*** Text ***

I started my blog because I NEEDED to write. I thought I needed to write short stories and feature pieces and sappy poems, but as it turns out, I needed to release some dark memories. Putting those painful experiences on “paper” turned out to be a frightening task though. However, it was a therapeutic task that helped me move forward.
The scariest post I made was about abuse. It was a one-time physical encounter but it is something I am reminded of every day that I look in a mirror. And the day that I wrote it, the words flew out fast and furious, just like I was there. I could feel the pain, the confusion. I had a sense of danger and fear. It was almost like reliving the event in some ways, and when I hit “publish” I wondered, was this too much to share…
We cheered and ranted on at the baseball game. It was a blast. We laughed and kissed. It was a perfect day. Then, it became the worst day, and I wished I had stay home.
We left the game and went to this bar, a bar where he was a bouncer. I tried to pretend I was comfortable there, but I wasn’t. Not at all. I looked at every pretty girl and wondered, was it her he stayed out with? Was it her he flirted with? I tried to wash away my insecurities with a drink and some careless dancing. I flung myself around the dance floor, just feeling the music and…probably looking a bit foolish. I didn’t care though. I just wanted to be happy. I wanted to believe my guy was not flirting right there in front of me. So I danced. I laughed. I had the best time I could appear to have. Then I looked over and saw it.

***

> Required work
Reproduce the blog post from "The scariest post" down to "had stay home.", substituting "hockey game" for "baseball game". The listing isn't required for this work.

*** Supplied material ***

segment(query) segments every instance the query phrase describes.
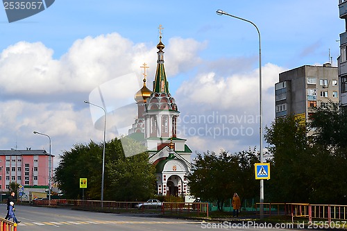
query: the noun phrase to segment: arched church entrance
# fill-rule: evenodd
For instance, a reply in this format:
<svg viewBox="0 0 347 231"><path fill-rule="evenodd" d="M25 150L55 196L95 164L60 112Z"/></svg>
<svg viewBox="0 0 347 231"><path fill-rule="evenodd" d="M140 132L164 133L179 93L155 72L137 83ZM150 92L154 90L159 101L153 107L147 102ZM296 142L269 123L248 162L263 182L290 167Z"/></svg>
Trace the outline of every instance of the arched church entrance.
<svg viewBox="0 0 347 231"><path fill-rule="evenodd" d="M167 195L178 196L178 185L180 184L180 178L177 176L171 176L167 179Z"/></svg>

***

> Response below
The scariest post I made was about abuse. It was a one-time physical encounter but it is something I am reminded of every day that I look in a mirror. And the day that I wrote it, the words flew out fast and furious, just like I was there. I could feel the pain, the confusion. I had a sense of danger and fear. It was almost like reliving the event in some ways, and when I hit “publish” I wondered, was this too much to share…
We cheered and ranted on at the hockey game. It was a blast. We laughed and kissed. It was a perfect day. Then, it became the worst day, and I wished I had stay home.